──────── Record list

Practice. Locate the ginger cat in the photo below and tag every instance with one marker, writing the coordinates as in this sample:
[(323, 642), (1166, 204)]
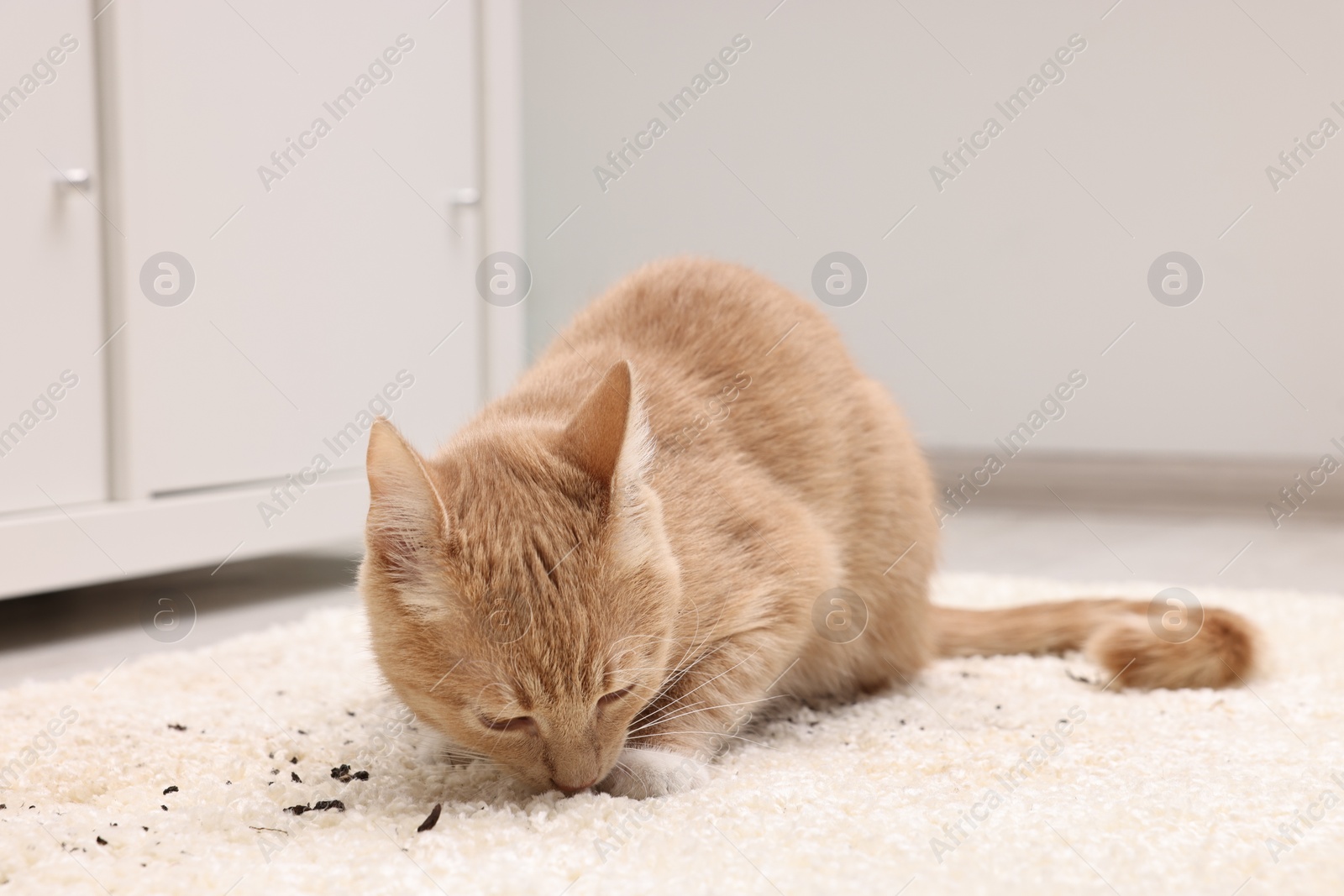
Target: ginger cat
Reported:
[(591, 580)]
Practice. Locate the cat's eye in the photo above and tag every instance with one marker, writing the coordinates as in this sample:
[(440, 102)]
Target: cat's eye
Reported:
[(517, 723), (613, 696)]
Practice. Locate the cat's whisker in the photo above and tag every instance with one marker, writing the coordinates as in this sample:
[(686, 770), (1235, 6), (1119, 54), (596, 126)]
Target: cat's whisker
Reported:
[(689, 712), (714, 734)]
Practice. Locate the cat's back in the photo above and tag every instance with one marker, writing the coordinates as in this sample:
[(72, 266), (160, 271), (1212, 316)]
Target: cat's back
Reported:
[(703, 313)]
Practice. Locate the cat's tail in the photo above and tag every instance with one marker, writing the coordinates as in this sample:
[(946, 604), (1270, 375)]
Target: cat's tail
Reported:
[(1142, 645)]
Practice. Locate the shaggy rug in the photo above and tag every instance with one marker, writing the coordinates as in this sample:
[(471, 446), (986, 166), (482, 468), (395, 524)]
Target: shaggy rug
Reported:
[(181, 774)]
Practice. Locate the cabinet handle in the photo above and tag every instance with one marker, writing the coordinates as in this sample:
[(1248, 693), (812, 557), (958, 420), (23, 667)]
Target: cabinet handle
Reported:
[(73, 177), (465, 196)]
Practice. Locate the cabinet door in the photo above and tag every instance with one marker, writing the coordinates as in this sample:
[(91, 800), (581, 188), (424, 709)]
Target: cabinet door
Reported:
[(292, 265), (51, 317)]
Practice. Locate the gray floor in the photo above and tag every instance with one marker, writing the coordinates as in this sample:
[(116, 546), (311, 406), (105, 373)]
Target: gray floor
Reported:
[(58, 634)]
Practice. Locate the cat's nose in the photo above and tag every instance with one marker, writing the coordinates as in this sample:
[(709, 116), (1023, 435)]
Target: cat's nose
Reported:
[(568, 790)]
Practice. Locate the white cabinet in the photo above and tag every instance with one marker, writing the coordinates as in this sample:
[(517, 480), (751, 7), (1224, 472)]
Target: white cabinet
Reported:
[(51, 383), (279, 244), (302, 163)]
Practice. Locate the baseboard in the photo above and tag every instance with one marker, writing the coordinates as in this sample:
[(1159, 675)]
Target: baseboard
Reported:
[(1140, 483), (85, 544)]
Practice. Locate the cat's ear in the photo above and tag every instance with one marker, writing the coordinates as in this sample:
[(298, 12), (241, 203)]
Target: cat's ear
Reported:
[(608, 437), (407, 519)]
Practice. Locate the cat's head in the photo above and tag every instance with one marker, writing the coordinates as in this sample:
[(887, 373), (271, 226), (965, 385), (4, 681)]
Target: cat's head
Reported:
[(521, 587)]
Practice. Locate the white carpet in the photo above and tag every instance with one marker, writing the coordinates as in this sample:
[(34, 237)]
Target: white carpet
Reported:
[(1167, 792)]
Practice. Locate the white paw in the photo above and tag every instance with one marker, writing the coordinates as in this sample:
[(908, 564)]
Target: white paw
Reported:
[(654, 773)]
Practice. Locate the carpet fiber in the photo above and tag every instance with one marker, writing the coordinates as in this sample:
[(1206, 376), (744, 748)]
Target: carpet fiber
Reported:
[(996, 775)]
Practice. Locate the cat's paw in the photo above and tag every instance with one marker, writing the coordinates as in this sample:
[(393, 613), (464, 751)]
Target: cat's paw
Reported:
[(654, 773)]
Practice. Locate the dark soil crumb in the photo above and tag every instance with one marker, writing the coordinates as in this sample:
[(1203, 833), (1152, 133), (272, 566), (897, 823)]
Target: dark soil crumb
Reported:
[(322, 805), (433, 820)]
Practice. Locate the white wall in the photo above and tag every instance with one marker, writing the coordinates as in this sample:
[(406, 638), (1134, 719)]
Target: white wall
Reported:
[(1027, 265)]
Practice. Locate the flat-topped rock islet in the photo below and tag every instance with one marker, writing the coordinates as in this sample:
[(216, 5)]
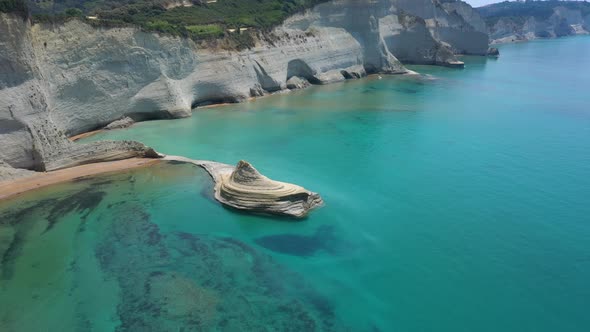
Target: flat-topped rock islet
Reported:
[(246, 189)]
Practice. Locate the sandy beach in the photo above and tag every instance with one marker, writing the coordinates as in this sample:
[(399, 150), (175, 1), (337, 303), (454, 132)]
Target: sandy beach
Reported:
[(16, 187)]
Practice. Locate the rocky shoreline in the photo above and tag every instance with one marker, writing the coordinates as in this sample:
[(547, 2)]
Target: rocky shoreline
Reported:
[(63, 80)]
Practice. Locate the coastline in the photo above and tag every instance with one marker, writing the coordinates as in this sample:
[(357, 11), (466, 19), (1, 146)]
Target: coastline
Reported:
[(13, 188), (18, 186)]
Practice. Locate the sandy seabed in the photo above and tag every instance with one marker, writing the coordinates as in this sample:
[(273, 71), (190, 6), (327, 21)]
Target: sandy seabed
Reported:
[(16, 187)]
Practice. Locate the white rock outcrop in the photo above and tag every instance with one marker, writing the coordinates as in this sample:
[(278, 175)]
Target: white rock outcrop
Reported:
[(563, 22), (242, 187), (64, 79)]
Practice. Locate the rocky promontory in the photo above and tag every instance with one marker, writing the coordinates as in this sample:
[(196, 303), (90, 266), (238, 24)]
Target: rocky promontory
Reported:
[(243, 188), (246, 189), (61, 79), (521, 21)]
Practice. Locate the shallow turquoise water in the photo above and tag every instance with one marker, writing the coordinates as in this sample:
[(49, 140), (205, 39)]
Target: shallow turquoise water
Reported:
[(455, 202)]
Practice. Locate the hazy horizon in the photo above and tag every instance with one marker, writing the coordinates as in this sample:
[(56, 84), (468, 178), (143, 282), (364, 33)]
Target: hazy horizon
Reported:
[(479, 3)]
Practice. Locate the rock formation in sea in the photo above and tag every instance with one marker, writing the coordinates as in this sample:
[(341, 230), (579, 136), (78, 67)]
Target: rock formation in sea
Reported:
[(246, 189), (522, 21), (62, 79)]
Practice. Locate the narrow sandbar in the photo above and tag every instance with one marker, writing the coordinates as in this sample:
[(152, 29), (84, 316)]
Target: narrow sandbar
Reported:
[(19, 186)]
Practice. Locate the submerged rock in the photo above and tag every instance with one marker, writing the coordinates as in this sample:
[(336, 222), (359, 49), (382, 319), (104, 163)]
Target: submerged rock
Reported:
[(246, 189), (300, 245), (125, 122), (173, 281), (295, 83)]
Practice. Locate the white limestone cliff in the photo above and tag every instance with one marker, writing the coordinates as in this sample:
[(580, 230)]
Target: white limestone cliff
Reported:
[(563, 22), (65, 79)]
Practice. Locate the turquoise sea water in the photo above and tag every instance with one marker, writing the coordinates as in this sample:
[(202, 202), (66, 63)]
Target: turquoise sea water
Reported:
[(455, 202)]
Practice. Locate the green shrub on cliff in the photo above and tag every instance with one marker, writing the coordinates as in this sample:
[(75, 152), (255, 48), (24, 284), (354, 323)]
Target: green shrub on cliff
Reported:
[(14, 6)]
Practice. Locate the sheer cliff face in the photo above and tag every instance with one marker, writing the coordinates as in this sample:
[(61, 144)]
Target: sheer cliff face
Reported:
[(66, 79), (563, 22)]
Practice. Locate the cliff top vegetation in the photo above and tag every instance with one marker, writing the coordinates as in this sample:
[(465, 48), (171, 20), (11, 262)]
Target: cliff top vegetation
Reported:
[(197, 19)]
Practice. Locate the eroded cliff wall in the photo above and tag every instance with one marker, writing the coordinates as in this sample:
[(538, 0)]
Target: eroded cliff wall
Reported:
[(61, 80), (562, 22)]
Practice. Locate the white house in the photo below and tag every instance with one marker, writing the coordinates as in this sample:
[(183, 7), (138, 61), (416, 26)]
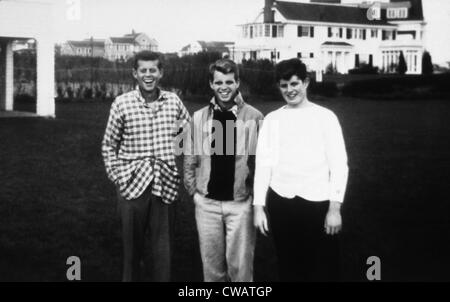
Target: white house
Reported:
[(86, 48), (338, 34), (123, 48), (25, 20), (222, 47)]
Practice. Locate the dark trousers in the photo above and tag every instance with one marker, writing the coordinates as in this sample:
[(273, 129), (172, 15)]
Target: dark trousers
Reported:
[(304, 251), (136, 215)]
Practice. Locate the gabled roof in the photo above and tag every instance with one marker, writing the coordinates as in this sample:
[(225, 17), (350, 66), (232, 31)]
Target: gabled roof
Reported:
[(88, 43), (123, 40), (338, 13), (131, 39), (416, 11), (328, 43), (219, 46)]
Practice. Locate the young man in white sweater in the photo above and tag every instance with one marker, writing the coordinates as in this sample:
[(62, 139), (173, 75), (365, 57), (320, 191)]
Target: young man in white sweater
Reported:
[(301, 170)]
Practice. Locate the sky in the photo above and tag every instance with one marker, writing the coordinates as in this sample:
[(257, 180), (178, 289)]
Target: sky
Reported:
[(175, 23)]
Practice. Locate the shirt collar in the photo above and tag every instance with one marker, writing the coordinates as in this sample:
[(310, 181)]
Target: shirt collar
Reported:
[(161, 95), (238, 103)]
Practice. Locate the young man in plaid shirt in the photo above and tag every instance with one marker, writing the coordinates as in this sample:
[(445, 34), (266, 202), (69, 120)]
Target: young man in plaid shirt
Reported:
[(139, 154)]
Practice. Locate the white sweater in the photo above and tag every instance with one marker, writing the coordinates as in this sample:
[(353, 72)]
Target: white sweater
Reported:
[(301, 152)]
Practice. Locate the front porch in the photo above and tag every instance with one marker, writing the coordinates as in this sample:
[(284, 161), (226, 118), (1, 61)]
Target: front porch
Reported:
[(24, 20)]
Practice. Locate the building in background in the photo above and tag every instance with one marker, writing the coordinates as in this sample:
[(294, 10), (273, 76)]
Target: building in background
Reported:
[(85, 48), (337, 35), (113, 48), (224, 48), (123, 48)]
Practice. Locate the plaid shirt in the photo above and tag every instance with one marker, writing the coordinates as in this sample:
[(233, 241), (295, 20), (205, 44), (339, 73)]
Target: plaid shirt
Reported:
[(138, 146)]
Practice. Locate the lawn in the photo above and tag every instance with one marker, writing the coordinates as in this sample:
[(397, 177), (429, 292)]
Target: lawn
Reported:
[(56, 202)]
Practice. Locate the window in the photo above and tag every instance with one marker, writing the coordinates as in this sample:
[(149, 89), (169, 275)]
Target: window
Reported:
[(280, 31), (304, 31), (267, 30), (374, 33), (397, 13)]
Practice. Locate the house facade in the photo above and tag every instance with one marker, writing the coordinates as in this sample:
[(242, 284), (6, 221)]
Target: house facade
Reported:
[(85, 48), (223, 47), (337, 35), (113, 48), (123, 48)]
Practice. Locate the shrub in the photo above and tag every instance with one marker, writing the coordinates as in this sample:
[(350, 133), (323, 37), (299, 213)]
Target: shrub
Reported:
[(427, 65), (402, 68)]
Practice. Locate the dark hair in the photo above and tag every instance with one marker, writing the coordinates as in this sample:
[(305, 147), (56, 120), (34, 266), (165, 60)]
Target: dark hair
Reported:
[(146, 55), (225, 66), (288, 68)]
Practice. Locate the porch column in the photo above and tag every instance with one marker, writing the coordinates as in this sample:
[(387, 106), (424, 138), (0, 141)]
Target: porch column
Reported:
[(7, 66), (45, 88), (333, 60)]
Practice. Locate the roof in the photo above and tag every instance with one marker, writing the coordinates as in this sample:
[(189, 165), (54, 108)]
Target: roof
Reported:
[(416, 11), (131, 39), (218, 46), (336, 13), (123, 40), (88, 43), (337, 44)]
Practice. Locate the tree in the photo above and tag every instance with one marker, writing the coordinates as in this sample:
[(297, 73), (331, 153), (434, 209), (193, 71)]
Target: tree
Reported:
[(427, 65), (402, 68)]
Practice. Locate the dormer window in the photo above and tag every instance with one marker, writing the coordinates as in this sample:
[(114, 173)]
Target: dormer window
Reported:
[(397, 13)]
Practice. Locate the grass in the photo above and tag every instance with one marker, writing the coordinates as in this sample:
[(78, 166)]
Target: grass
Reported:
[(55, 199)]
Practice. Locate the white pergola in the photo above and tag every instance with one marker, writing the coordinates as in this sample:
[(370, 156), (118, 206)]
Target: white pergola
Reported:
[(25, 19)]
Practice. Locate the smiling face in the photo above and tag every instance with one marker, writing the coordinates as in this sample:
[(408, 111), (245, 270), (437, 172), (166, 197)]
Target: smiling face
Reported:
[(148, 75), (294, 90), (225, 87)]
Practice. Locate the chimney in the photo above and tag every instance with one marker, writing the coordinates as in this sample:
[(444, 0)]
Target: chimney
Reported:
[(268, 13)]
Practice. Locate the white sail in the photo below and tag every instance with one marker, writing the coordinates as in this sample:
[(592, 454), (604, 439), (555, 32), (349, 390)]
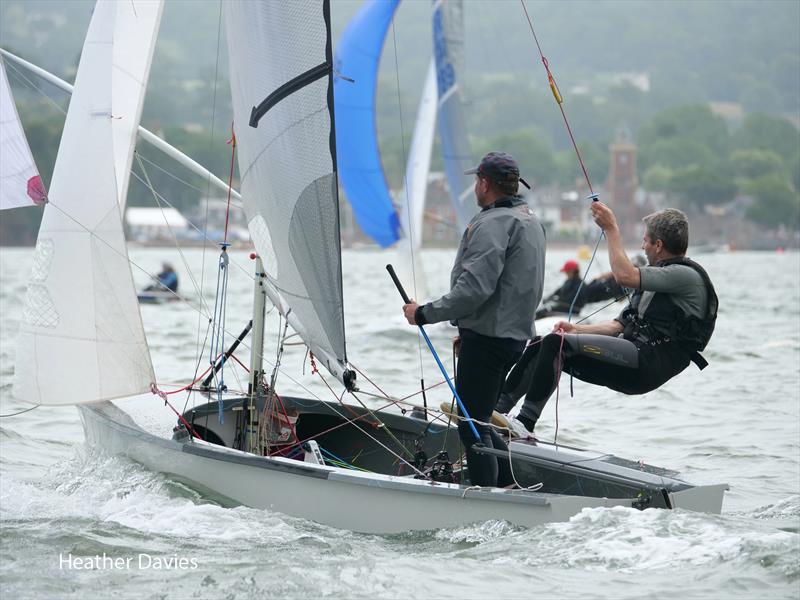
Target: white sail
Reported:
[(448, 48), (135, 31), (144, 134), (281, 65), (20, 184), (81, 337), (412, 197)]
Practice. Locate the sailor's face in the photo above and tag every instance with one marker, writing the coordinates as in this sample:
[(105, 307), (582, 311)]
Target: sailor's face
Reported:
[(480, 189), (650, 249)]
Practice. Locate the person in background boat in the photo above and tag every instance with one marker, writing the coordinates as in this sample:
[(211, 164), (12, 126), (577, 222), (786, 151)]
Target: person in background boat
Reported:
[(669, 320), (167, 280), (495, 285), (602, 287), (605, 287), (562, 299)]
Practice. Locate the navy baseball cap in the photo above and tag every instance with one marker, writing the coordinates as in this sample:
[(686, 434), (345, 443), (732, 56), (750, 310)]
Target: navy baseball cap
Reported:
[(499, 167)]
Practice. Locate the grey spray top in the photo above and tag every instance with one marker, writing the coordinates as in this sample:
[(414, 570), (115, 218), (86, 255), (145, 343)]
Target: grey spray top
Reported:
[(497, 279)]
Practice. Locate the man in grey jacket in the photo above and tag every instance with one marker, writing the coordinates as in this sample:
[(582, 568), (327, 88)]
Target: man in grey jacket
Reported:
[(495, 287)]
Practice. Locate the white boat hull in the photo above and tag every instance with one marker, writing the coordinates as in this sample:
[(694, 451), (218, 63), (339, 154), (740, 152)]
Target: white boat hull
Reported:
[(364, 502)]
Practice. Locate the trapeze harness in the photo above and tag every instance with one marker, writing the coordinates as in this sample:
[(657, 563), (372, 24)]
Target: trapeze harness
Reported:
[(664, 321)]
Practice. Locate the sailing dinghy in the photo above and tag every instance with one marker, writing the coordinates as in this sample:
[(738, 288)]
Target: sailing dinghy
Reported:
[(343, 465)]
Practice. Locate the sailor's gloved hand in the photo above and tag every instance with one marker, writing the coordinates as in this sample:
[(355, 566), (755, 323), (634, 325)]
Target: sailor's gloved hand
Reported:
[(564, 327), (409, 310), (603, 216)]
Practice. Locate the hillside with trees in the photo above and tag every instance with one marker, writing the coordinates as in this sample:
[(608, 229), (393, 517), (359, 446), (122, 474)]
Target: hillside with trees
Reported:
[(709, 90)]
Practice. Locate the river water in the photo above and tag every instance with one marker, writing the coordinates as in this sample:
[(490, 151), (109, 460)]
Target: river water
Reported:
[(737, 422)]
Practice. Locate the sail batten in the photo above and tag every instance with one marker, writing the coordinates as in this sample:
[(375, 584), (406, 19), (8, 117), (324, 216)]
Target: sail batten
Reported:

────────────────

• **Do this**: Convert the records, starting at the very beginning and ending at the line that contains "[(517, 723), (613, 696)]", into a JSON list of strings with one string per line. Leave out blank lines and the pictures.

• **Task solution**:
[
  "Practice. Locate the ginger cat in the photo below and tag every instance with one marker, writing the coordinates as in this sample:",
  "[(323, 642), (1166, 204)]",
  "Target: ginger cat",
  "Reported:",
  "[(591, 580)]",
  "Practice. Locate the cat's eye in the photo above and tag every instance with one marker, writing the coordinates as in this sample:",
  "[(440, 102)]",
  "Target: cat's eye",
  "Reported:",
  "[(517, 723), (613, 696)]"
]